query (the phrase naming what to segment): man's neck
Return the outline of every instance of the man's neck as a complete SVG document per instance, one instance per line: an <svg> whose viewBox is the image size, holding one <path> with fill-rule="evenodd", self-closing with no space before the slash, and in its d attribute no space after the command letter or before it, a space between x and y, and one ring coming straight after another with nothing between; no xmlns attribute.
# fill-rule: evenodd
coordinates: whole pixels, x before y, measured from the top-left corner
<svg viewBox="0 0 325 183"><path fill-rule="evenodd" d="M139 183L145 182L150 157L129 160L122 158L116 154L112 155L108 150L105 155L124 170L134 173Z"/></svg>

■ **EXERCISE BRIEF**:
Copy these rows verbatim.

■ **TASK SOLUTION**:
query (the phrase naming what to segment): man's neck
Return the outline of every instance of the man's neck as a complete SVG document per instance, one instance per line: an <svg> whose viewBox is the image size, holding one <path> with fill-rule="evenodd", self-closing with no space before the slash, and in its d attribute no space after the command letter or before it, a space between x and y, and one ring coming straight after another with nothing between; no xmlns attribute.
# fill-rule: evenodd
coordinates: whole pixels, x before y, measured from the top-left corner
<svg viewBox="0 0 325 183"><path fill-rule="evenodd" d="M139 183L145 182L150 157L129 160L122 158L116 154L112 155L108 150L105 155L124 170L134 173Z"/></svg>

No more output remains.